● **Work required**
Beginning at the top of the entries below, retype each line exactly until the line containing "box: [0, 2, 357, 184]" has been written out; include no pictures and no later lines.

Saved entries:
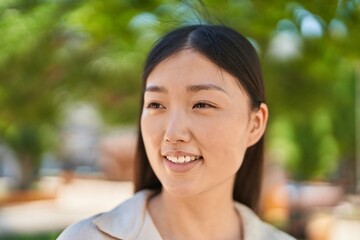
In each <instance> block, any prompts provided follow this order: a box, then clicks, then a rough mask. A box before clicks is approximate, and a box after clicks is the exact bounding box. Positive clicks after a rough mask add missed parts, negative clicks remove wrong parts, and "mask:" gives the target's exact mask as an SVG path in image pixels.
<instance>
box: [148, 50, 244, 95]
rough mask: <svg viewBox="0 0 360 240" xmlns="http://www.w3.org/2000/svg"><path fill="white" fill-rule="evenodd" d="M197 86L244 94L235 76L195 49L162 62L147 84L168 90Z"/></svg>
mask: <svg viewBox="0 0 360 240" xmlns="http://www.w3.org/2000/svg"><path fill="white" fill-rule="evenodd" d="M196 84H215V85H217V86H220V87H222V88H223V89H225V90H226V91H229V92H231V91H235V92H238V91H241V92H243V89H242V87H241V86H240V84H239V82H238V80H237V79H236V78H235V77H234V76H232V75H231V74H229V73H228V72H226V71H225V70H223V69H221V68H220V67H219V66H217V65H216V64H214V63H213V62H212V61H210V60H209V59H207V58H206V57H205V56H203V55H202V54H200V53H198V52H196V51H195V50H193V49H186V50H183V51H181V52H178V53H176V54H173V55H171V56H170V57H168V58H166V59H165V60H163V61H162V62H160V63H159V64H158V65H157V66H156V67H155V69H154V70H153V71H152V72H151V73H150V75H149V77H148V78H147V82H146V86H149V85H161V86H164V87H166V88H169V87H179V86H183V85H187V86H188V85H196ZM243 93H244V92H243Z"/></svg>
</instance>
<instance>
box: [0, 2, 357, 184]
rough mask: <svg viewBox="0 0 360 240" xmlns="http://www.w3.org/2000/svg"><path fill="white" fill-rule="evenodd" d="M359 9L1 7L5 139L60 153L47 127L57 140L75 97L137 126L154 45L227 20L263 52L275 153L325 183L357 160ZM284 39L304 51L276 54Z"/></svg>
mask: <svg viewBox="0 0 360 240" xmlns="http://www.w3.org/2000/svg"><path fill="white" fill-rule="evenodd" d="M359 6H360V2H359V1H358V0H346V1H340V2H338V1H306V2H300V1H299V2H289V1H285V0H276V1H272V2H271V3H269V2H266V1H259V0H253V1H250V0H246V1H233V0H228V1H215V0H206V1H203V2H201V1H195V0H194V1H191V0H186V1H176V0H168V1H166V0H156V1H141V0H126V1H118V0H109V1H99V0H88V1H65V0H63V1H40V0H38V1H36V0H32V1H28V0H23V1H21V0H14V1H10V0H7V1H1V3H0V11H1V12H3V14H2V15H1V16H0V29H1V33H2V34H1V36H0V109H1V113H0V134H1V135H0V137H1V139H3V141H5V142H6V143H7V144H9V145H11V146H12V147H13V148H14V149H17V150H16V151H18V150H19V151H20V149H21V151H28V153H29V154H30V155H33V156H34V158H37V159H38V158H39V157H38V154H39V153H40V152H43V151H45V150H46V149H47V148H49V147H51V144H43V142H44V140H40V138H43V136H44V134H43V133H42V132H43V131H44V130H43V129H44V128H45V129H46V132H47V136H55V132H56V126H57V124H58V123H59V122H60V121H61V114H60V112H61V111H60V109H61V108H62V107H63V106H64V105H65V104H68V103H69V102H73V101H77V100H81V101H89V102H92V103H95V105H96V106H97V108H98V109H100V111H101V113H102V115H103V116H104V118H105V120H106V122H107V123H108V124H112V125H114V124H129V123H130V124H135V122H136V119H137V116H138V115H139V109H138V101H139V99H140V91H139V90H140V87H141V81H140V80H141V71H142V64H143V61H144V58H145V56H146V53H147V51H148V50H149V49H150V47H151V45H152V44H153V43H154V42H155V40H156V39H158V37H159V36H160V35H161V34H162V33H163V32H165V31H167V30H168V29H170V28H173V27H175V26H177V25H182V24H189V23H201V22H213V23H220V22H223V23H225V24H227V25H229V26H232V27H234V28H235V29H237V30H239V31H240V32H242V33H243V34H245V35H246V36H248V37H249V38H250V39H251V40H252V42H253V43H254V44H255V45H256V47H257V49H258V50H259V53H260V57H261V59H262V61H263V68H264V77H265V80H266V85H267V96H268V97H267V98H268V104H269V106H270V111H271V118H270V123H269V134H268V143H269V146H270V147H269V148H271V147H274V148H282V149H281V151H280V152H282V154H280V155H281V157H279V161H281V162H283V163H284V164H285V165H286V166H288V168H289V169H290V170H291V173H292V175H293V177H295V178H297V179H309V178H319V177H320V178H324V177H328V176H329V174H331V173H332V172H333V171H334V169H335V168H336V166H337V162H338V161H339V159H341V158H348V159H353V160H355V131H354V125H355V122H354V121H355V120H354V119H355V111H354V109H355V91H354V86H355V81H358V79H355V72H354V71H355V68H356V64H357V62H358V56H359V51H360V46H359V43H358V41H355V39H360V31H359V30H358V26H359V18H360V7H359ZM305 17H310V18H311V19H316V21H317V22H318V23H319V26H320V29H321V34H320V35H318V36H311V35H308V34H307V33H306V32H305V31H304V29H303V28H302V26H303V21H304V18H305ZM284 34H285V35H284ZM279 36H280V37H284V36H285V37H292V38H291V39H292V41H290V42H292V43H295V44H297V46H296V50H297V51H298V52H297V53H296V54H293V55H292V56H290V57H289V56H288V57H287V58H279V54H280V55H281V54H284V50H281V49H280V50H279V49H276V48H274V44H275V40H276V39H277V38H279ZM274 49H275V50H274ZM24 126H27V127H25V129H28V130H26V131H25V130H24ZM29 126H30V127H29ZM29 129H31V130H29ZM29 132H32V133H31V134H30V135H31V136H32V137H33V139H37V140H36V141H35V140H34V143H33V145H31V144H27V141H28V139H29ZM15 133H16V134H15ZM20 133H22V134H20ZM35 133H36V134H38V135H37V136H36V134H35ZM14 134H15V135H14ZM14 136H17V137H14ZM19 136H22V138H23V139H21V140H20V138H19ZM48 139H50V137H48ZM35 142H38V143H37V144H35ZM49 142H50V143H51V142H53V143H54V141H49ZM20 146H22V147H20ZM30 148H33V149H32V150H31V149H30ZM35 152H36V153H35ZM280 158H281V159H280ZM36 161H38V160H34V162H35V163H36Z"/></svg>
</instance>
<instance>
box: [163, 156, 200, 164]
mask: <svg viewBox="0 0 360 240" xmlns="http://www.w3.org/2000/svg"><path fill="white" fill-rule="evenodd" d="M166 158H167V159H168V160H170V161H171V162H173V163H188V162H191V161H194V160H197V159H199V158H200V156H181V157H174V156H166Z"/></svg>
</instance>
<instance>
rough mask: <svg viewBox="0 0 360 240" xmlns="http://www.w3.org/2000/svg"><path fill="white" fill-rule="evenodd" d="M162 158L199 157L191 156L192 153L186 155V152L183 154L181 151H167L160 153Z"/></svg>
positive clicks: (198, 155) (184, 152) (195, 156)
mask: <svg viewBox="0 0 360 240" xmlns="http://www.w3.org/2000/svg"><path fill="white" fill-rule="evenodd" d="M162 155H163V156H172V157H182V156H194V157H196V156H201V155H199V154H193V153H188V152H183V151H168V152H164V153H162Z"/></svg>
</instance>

● **Written solution**
In each <instance> block, any prompts provided follow this order: a box, then clicks, then a rough mask. A box before clicks is approximate, and a box after clicks is the exact bounding box. Positive clicks after a rough mask add missed parts, negative clicks remove wrong parts, and "mask:" gives the target's exact mask as an SVG path in image pixels.
<instance>
box: [148, 50, 244, 95]
rough mask: <svg viewBox="0 0 360 240" xmlns="http://www.w3.org/2000/svg"><path fill="white" fill-rule="evenodd" d="M197 86L244 94L235 76L195 49L162 62L147 84L168 90Z"/></svg>
mask: <svg viewBox="0 0 360 240" xmlns="http://www.w3.org/2000/svg"><path fill="white" fill-rule="evenodd" d="M196 84H215V85H217V86H220V87H222V88H223V89H225V90H226V91H229V92H231V91H235V92H238V91H241V92H243V89H242V87H241V86H240V84H239V82H238V80H237V79H236V78H235V77H234V76H232V75H231V74H229V73H228V72H226V71H225V70H223V69H221V68H220V67H219V66H217V65H216V64H214V63H213V62H212V61H210V60H209V59H207V58H206V57H205V56H203V55H202V54H200V53H198V52H196V51H195V50H193V49H186V50H183V51H181V52H178V53H176V54H173V55H171V56H170V57H168V58H166V59H165V60H163V61H162V62H160V63H159V64H158V65H157V66H156V67H155V69H154V70H153V71H152V72H151V73H150V75H149V77H148V78H147V82H146V86H149V85H161V86H164V87H166V88H169V87H179V86H183V85H187V86H188V85H196ZM243 93H244V92H243Z"/></svg>
</instance>
<instance>
box: [0, 2, 357, 184]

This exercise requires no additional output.